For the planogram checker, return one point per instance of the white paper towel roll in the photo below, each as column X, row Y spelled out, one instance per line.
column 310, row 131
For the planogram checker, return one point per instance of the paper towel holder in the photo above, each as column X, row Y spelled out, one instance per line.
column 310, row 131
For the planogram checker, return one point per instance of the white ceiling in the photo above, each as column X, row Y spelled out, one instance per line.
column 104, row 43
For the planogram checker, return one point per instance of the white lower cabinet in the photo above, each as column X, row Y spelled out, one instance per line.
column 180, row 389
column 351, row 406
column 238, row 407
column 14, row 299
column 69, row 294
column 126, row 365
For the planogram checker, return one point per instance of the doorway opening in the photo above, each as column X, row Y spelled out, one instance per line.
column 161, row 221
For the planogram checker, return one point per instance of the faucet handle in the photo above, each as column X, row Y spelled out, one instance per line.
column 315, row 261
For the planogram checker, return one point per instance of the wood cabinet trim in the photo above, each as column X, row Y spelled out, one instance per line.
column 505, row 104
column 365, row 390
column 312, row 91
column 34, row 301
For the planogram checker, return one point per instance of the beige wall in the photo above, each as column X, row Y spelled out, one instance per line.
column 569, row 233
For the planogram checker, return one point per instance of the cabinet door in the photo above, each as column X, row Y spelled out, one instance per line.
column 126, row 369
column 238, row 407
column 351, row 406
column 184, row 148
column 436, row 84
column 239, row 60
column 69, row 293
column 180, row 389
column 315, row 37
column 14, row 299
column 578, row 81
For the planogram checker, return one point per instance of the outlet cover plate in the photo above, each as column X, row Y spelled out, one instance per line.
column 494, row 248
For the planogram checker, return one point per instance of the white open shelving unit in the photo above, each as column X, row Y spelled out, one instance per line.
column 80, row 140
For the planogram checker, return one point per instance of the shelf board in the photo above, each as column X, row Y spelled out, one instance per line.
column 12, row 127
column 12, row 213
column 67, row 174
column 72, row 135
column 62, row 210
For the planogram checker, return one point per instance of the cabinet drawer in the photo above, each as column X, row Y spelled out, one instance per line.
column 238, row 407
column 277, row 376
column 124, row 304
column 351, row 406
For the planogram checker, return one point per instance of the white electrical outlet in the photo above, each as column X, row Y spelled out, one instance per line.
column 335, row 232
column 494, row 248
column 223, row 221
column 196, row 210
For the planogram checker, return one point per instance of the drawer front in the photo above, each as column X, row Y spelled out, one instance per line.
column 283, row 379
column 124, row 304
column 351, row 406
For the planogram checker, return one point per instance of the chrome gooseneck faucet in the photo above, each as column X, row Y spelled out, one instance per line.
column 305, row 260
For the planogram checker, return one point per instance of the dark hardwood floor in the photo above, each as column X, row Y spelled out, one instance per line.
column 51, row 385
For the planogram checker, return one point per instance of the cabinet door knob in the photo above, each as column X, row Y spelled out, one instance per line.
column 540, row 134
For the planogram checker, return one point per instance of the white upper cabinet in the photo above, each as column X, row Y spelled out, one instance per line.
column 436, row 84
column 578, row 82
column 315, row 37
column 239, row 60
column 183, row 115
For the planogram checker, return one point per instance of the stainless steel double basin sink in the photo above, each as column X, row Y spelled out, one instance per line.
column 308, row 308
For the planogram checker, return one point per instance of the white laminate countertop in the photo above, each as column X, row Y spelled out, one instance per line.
********
Opdrachtdetails: Haal alle rijen hierboven eruit en geef ze ongewijzigd terug.

Antwoord op oefening:
For the planogram checker, return one point per instance of the white paper towel roll in the photo below, each as column X, row Y spelled out, one instance per line.
column 310, row 131
For the planogram checker, return one point per instance of the paper towel holder in the photo above, each as column X, row Y spelled out, one instance per line.
column 310, row 131
For the planogram checker, return one point per instance of the white ceiling in the photo above, each as column X, row Y spelled out, one instance per line.
column 104, row 43
For the planogram checker, return one point per instance of the white lower cabinet in the photo above, each as column X, row Y spelled out, one instance per line.
column 180, row 389
column 351, row 406
column 238, row 407
column 14, row 299
column 69, row 294
column 126, row 365
For the planogram checker, return one point per instance of the doorway opening in the photo above, each as column X, row Y spelled out, one instance per line.
column 161, row 221
For the planogram checker, return one point per instance of the faucet handle in the photo above, each as column X, row Y spelled out, one instance per line.
column 315, row 261
For the planogram checker, return one point per instance of the wood cabinet trim in the photo above, each as column X, row Y spelled out, one instance per line.
column 505, row 104
column 365, row 390
column 312, row 91
column 34, row 301
For the planogram checker, return one point per instance of the beige wall in the photo above, each as column X, row Y spelled out, one instance per line.
column 569, row 233
For the planogram checker, return one point per instance of the cabinet door in the photo above, each as column X, row Y spelled out, one instance per line.
column 126, row 369
column 238, row 407
column 351, row 406
column 184, row 148
column 436, row 84
column 239, row 60
column 69, row 293
column 180, row 389
column 315, row 37
column 14, row 299
column 578, row 81
For the planogram checker, return one point per instance of the outlet cover plate in the photo above, each as column X, row Y spelled out, one instance per line.
column 494, row 248
For the planogram checker, return one point per instance of the white open shelving unit in the photo above, each as column X, row Y spelled out, one instance per line.
column 80, row 140
For the planogram checker, return one point per instance of the shelf board in the photo above, each as column X, row Y spelled out, one instance per line.
column 12, row 127
column 12, row 213
column 67, row 174
column 72, row 135
column 62, row 210
For the planogram checker, return one point per instance of the cabinet drawer in the photo above, each as column X, row Y spelled out, one instance per line.
column 238, row 407
column 277, row 376
column 124, row 304
column 351, row 406
For the planogram checker, return one point per instance of the white electrical outlet in the photo above, each as column X, row Y spelled out, one instance per line.
column 335, row 232
column 494, row 248
column 223, row 221
column 196, row 210
For the planogram checker, return one point per instance of the drawer front in the photo above, each as column X, row Y spelled out, one instance per line.
column 283, row 379
column 124, row 304
column 351, row 406
For the planogram checker, return one point per instance of the chrome gooseneck faucet in the photo above, each as column X, row Y spelled out, one instance per line.
column 305, row 260
For the planogram checker, return one point per instance of the dark hardwood floor in the photo above, each as column X, row Y spelled out, one instance per line.
column 51, row 385
For the planogram checker, return one point per instance of the cabinet door knob in the photo above, each as column X, row Y spelled out, one instance per line.
column 540, row 134
For the planogram checker, return one point per instance of the white upper cabinet in the photo above, each as column X, row Y spelled out, one instance per line.
column 436, row 84
column 578, row 82
column 315, row 37
column 239, row 60
column 183, row 115
For the planogram checker, return one point per instance of the stainless steel double basin sink in the photo above, each as column X, row Y spelled out, one instance per line.
column 308, row 308
For the planogram checker, return one point per instance of the white laminate countertop in the photo above, each as column X, row Y spelled out, one instance per line.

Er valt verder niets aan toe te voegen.